**** Auszug
Laut einer Studie der Universität Jena stehen viele Mädchen unter der Diktatur des Bodymassindex. Fernsehshows und Jugendzeitschriften verstärken die Wunschvorstellung eines „perfekten“ Gewichts. Viele Zwölfjährige glauben demnach, dass sie nicht mehr als 40 Kilogramm wiegen dürfen. Überschreiten sie diese Grenze, fangen sie mit Diäten an…

Fast jede vierte Zwölfjährige zeigt nach einer Studie der Universität Jena Symptome einer Essstörung. Die Mädchen stehen unter einer Diktatur des Bodymassindex durch Heidi-Klum-Shows und Bravo-Vorbilder“, erklärt Dr. Uwe Berger vom Institut für medizinische Psychologie in Erfurt. Dort stellte er ein Schulprojekt zur Prävention von Magersucht vor. Der an 20 Schulen getesteter Unterricht sei sehr erfolgreich verlaufen: Die Risikogruppe von knapp 23% reduzierte sich auf 8%.
********
**** Untersuchte Daten
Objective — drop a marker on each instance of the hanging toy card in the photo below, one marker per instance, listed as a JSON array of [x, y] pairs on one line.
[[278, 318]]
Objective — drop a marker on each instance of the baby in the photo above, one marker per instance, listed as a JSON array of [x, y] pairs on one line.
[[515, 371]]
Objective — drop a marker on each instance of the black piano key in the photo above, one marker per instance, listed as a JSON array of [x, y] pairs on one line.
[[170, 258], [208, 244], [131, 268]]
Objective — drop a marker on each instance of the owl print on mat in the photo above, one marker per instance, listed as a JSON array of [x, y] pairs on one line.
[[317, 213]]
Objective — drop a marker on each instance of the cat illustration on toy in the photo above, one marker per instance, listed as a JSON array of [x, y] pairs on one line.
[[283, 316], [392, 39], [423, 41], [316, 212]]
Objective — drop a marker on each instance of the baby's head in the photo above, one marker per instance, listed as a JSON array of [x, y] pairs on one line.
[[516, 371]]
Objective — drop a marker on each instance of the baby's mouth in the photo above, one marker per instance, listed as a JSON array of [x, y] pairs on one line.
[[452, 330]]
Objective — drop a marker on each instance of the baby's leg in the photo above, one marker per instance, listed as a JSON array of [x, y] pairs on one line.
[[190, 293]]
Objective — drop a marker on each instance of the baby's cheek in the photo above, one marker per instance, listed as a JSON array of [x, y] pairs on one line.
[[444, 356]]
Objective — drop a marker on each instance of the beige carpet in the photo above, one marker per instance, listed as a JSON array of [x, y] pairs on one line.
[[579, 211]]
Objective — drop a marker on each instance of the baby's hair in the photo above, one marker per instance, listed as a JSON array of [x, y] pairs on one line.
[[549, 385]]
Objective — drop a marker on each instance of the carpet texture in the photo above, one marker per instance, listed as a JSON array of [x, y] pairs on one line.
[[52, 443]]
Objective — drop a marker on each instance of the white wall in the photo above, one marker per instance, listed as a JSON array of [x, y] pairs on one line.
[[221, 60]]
********
**** Untersuchte Daten
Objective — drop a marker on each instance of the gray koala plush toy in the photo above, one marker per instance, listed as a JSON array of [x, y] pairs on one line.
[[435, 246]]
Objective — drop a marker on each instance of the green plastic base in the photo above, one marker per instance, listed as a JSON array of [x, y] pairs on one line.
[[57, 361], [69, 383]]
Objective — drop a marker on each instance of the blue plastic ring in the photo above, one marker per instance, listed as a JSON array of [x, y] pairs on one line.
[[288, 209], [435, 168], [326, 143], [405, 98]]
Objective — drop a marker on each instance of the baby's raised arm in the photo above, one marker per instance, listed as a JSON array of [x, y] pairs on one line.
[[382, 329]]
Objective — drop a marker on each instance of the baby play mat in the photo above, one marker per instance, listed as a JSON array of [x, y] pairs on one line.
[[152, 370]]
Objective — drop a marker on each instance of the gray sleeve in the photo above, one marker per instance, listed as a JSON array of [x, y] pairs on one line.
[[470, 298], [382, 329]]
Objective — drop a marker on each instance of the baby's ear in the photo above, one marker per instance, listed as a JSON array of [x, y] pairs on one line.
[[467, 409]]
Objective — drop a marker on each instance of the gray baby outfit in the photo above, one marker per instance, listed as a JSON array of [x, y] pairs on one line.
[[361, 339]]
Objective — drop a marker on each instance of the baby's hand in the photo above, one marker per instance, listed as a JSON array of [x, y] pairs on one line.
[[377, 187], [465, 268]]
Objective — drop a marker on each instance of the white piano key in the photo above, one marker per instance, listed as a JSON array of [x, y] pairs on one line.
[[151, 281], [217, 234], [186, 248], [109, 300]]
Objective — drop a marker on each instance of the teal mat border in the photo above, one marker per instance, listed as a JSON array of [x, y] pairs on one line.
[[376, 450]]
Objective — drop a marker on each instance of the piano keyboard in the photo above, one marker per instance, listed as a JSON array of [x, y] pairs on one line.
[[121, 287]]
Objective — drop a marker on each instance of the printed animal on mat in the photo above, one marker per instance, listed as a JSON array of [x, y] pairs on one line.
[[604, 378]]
********
*Aufgaben*:
**1.** Tippen Sie den Teil des Auszugs ab, der mit „Fast jede vierte“ beginnt und bis einschließlich „sich auf 8%.“ reicht.
**2.** Auf wie viel Prozent verringerte sich laut Auszug die Risikogruppe durch den Unterricht an den Schulen?

*Lösungen*:
**1.**
Fast jede vierte Zwölfjährige zeigt nach einer Studie der Universität Jena Symptome einer Essstörung. Die Mädchen stehen unter einer Diktatur des Bodymassindex durch Heidi-Klum-Shows und Bravo-Vorbilder“, erklärt Dr. Uwe Berger vom Institut für medizinische Psychologie in Erfurt. Dort stellte er ein Schulprojekt zur Prävention von Magersucht vor. Der an 20 Schulen getesteter Unterricht sei sehr erfolgreich verlaufen: Die Risikogruppe von knapp 23% reduzierte sich auf 8%.

**2.** Auf 8 %.